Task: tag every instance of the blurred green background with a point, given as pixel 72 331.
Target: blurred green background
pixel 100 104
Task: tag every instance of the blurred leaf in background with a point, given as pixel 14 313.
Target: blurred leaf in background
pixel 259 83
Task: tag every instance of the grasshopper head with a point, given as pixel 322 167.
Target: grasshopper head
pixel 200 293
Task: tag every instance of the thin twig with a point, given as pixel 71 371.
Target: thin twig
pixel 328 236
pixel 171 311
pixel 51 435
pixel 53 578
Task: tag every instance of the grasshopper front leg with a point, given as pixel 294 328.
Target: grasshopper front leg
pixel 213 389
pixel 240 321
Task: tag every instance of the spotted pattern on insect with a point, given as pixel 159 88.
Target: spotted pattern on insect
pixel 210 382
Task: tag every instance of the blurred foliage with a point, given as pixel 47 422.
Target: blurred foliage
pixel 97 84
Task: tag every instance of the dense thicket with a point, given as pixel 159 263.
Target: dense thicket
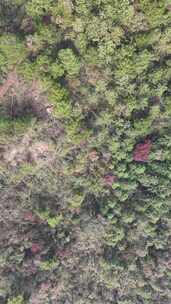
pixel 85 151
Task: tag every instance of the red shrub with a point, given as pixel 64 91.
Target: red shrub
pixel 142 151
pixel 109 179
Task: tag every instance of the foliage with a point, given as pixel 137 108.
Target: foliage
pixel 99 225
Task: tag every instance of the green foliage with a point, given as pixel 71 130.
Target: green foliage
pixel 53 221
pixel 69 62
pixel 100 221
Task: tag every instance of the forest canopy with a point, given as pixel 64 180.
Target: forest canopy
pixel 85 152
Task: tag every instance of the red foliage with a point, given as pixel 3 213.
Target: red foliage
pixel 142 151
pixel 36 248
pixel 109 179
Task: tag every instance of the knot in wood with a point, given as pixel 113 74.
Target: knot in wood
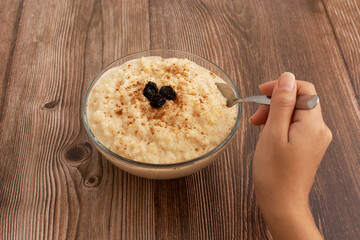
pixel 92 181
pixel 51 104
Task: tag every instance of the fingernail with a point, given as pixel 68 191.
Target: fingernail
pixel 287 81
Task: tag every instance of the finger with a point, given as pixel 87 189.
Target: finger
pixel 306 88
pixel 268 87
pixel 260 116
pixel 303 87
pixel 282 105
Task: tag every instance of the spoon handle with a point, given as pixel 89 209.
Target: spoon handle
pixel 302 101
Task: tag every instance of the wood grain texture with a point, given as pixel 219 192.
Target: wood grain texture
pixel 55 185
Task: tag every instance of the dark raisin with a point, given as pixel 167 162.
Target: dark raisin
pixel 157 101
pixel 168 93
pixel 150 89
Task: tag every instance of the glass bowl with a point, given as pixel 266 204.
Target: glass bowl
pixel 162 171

* GIVEN PROBLEM *
Copy out all of the lines above word for word, omitting the pictures.

* ANSWER FOR THE TASK *
Task: tag every instance of the blurred green background with a point, given as pixel 72 331.
Target: blurred green background
pixel 100 104
Task: tag every instance of the blurred leaf in background with a point, given as pixel 14 313.
Target: blurred leaf in background
pixel 259 83
Task: tag every instance of the grasshopper head with a point, given as pixel 322 167.
Target: grasshopper head
pixel 200 293
Task: tag every instance of the thin twig with a point, given as pixel 71 371.
Target: thin twig
pixel 328 236
pixel 171 311
pixel 51 435
pixel 53 578
Task: tag every instance of the grasshopper front leg with a point, given as pixel 294 328.
Target: grasshopper front leg
pixel 213 389
pixel 240 321
Task: tag every instance of the spotted pattern on insect with a point, given as pixel 159 88.
Target: spotted pattern on insect
pixel 210 382
Task: tag every instance of the blurred foliage with a point, given as pixel 47 422.
Target: blurred foliage
pixel 97 84
Task: tag every instance of the dense thicket with a point, given as pixel 159 263.
Target: dense thicket
pixel 85 151
Task: tag every instance of the red shrub with a point, given as pixel 64 91.
Target: red shrub
pixel 142 151
pixel 109 179
Task: tag every instance of the foliage with a point, given as pixel 137 108.
Target: foliage
pixel 99 225
Task: tag every instance of the green foliage with a point, given as pixel 71 130.
Target: green foliage
pixel 53 221
pixel 69 62
pixel 100 221
Task: tag every instance of the forest canopy with a point, given as pixel 64 180.
Target: forest canopy
pixel 85 152
Task: tag every instance of the red foliage with a point, given as pixel 3 213.
Target: red foliage
pixel 142 151
pixel 36 248
pixel 109 179
Task: tag every instance of the knot in wood with a point, given as pixel 113 74.
Target: knot in wood
pixel 92 181
pixel 51 104
Task: tag every instance of the fingernail with a point, given as pixel 68 191.
Target: fingernail
pixel 287 81
Task: tag every instance of the finger with a point, given as pixel 87 189.
Target: finger
pixel 306 88
pixel 268 87
pixel 260 116
pixel 303 87
pixel 282 105
Task: tag every instance of the spoon handle with a point, given as pixel 89 209.
Target: spoon handle
pixel 302 101
Task: tag every instance of the wood grain texture with a point, given as pixel 219 192.
Target: wood grain texture
pixel 55 185
Task: tag every instance of the dark raisin with a point, given as pixel 167 162.
Target: dark raisin
pixel 157 101
pixel 168 93
pixel 150 89
Task: tag every instance of the glass bowl with a point, given as pixel 266 204.
Target: glass bowl
pixel 162 171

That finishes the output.